What to work on. Rewrite the listing starting at the line containing "Check that every instance of the red football" and ending at its final line, keeping every line in full, and multiply each point coordinate by 2.15, rounding to whole numbers with halves going up.
════════════════════
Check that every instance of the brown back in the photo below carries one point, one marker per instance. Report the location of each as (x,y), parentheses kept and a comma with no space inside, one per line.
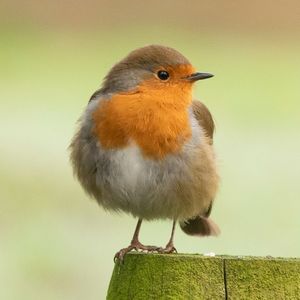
(204,118)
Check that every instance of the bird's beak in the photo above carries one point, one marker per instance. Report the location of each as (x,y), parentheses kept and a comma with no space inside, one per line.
(198,76)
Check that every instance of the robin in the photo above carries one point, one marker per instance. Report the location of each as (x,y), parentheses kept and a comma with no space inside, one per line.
(144,146)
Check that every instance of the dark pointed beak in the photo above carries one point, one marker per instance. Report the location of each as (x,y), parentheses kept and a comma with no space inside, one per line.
(198,76)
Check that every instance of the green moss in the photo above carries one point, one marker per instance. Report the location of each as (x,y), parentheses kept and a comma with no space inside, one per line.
(263,278)
(182,276)
(154,276)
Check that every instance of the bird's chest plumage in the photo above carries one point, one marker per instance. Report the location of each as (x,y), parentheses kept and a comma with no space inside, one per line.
(122,175)
(157,123)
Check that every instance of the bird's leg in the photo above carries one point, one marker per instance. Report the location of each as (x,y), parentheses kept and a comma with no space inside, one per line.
(135,244)
(170,246)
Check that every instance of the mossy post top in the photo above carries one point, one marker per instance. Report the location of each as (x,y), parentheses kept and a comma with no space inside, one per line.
(187,276)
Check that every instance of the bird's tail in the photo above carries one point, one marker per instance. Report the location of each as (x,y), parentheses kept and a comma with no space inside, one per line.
(199,226)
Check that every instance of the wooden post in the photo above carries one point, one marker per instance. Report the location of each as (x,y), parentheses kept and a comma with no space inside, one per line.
(182,276)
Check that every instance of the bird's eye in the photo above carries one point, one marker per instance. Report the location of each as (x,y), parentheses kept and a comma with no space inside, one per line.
(163,75)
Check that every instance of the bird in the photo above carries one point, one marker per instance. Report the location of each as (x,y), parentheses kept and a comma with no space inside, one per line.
(144,145)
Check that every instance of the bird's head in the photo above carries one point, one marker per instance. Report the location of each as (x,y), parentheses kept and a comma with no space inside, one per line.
(152,68)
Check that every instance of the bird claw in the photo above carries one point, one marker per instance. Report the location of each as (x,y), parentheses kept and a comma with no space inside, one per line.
(137,246)
(168,249)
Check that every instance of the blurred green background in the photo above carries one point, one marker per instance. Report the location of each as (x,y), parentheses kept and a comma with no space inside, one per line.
(55,243)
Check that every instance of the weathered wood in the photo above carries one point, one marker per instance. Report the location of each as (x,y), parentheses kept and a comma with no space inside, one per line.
(181,276)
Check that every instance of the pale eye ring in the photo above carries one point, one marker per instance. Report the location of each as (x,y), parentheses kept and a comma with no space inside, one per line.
(163,75)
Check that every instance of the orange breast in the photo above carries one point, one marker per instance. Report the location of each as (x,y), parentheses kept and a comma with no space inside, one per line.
(156,119)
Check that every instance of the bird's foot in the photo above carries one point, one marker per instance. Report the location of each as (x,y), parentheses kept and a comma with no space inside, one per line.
(137,246)
(168,249)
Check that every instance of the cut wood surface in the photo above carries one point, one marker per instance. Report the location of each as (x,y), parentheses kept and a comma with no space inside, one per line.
(186,276)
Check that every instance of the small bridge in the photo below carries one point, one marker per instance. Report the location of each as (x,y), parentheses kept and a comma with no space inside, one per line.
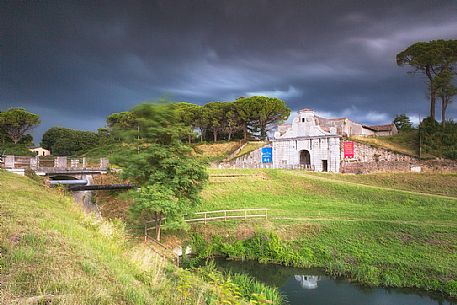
(54,166)
(220,215)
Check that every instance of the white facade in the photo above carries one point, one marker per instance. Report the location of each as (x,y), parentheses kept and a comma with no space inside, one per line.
(40,151)
(306,145)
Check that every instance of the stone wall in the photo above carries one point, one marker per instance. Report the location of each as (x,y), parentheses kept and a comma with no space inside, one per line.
(372,159)
(368,159)
(250,160)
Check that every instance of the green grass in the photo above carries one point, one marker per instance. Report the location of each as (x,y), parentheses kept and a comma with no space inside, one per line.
(215,152)
(52,253)
(432,183)
(381,236)
(250,147)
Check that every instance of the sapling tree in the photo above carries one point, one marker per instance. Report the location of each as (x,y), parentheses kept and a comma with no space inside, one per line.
(168,177)
(17,122)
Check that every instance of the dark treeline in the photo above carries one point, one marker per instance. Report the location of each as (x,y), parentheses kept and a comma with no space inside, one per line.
(245,118)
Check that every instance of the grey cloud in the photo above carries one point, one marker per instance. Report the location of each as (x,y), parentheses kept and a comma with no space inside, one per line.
(80,61)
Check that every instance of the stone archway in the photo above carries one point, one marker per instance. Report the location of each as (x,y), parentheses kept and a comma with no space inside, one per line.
(305,159)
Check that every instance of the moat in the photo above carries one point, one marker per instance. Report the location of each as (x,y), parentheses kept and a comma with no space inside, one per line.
(313,287)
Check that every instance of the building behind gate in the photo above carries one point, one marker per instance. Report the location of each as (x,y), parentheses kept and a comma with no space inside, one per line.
(304,144)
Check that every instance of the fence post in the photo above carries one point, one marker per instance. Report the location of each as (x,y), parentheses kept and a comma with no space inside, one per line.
(9,162)
(145,231)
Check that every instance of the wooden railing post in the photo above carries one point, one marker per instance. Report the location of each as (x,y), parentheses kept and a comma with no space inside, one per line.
(145,231)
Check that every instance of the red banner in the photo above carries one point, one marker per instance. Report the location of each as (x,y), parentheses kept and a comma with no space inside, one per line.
(348,148)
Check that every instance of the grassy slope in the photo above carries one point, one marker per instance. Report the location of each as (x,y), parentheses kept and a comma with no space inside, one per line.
(378,236)
(432,183)
(216,151)
(50,250)
(249,147)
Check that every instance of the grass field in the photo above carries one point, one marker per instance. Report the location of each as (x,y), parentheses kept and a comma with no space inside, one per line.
(51,253)
(374,228)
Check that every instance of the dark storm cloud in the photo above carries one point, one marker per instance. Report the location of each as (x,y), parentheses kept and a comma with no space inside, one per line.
(76,62)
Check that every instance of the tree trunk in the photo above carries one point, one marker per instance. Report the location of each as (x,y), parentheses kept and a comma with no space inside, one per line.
(263,131)
(158,223)
(444,104)
(432,105)
(428,72)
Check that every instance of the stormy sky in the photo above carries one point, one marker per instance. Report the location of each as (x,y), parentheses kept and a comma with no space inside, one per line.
(75,62)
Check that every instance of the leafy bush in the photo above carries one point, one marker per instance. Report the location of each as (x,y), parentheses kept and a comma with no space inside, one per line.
(438,140)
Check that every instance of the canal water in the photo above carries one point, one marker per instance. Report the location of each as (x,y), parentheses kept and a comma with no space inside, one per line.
(312,287)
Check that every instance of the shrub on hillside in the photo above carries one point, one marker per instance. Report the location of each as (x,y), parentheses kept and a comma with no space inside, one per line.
(438,140)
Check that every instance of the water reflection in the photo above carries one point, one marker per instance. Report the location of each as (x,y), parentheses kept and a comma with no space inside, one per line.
(313,287)
(307,281)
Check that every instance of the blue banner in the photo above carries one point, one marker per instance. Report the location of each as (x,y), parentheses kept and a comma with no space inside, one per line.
(267,155)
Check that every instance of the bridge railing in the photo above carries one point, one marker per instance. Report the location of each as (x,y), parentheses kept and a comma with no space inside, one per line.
(35,163)
(220,215)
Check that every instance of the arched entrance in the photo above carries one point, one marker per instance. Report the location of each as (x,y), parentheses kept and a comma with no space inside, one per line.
(305,159)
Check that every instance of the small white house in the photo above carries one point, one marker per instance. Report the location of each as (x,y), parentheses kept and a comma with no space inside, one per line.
(40,151)
(304,144)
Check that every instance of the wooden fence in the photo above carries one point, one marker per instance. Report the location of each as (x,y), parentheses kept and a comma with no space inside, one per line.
(220,215)
(229,214)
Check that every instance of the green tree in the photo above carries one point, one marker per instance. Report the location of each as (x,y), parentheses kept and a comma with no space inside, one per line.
(402,122)
(16,122)
(168,177)
(68,142)
(188,114)
(261,112)
(232,119)
(245,114)
(445,89)
(216,117)
(430,58)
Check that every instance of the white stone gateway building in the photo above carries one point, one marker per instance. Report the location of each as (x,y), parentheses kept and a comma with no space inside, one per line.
(304,144)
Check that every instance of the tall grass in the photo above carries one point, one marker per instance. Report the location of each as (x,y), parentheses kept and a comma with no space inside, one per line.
(50,252)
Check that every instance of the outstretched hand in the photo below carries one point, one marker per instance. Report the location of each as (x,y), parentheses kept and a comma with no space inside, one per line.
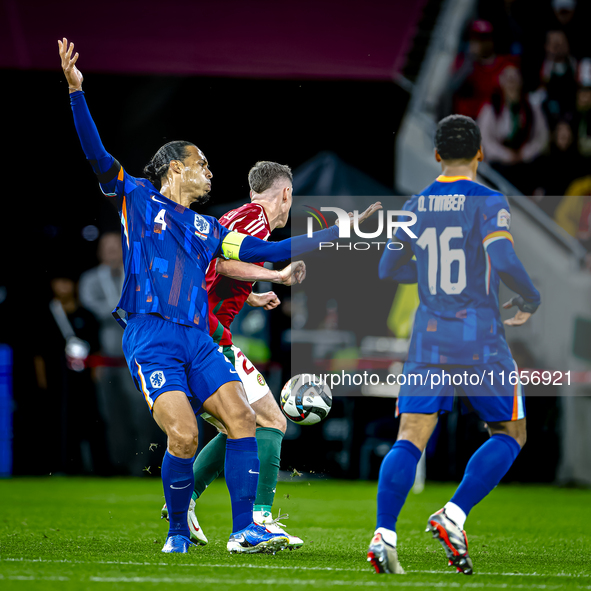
(366,214)
(520,317)
(293,273)
(267,301)
(71,72)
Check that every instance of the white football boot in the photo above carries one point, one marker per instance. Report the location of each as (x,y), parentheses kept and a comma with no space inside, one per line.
(265,518)
(197,535)
(383,556)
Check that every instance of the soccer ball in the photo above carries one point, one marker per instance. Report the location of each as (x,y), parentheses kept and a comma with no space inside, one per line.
(306,399)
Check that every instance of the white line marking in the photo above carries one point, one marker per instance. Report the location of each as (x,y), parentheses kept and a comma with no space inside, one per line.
(298,567)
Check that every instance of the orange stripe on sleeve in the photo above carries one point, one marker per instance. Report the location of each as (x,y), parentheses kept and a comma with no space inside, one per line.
(498,234)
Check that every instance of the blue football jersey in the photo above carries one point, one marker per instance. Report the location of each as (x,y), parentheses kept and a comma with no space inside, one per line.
(166,251)
(458,319)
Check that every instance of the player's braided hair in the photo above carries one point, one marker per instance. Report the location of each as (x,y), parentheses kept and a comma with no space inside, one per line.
(457,138)
(158,165)
(263,175)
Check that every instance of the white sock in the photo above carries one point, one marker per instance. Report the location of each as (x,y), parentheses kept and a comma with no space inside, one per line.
(455,514)
(389,536)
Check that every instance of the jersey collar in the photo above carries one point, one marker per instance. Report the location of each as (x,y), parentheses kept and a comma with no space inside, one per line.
(451,179)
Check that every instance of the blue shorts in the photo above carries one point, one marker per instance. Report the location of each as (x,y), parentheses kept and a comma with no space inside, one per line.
(163,356)
(490,398)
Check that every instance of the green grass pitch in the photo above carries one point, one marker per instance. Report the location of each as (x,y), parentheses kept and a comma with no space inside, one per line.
(99,534)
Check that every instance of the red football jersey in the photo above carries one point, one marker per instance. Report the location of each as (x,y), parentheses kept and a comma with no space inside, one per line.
(227,296)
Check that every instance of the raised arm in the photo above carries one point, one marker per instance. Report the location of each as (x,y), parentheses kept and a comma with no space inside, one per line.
(505,262)
(498,245)
(104,165)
════════════════════
Result of this exercise.
Check that every instance of the red football jersey in the photo above carries one point, one marker per instance. Report the location of each as (x,y), parentheses kept and a comma with no space inside, one per line.
(488,636)
Check that every instance of the raised arm in the photo above carries one point, one marker per instance. Report the location of each as (x,y), parentheses kept and a comma with no space inside, one per line.
(1086,563)
(1071,527)
(224,355)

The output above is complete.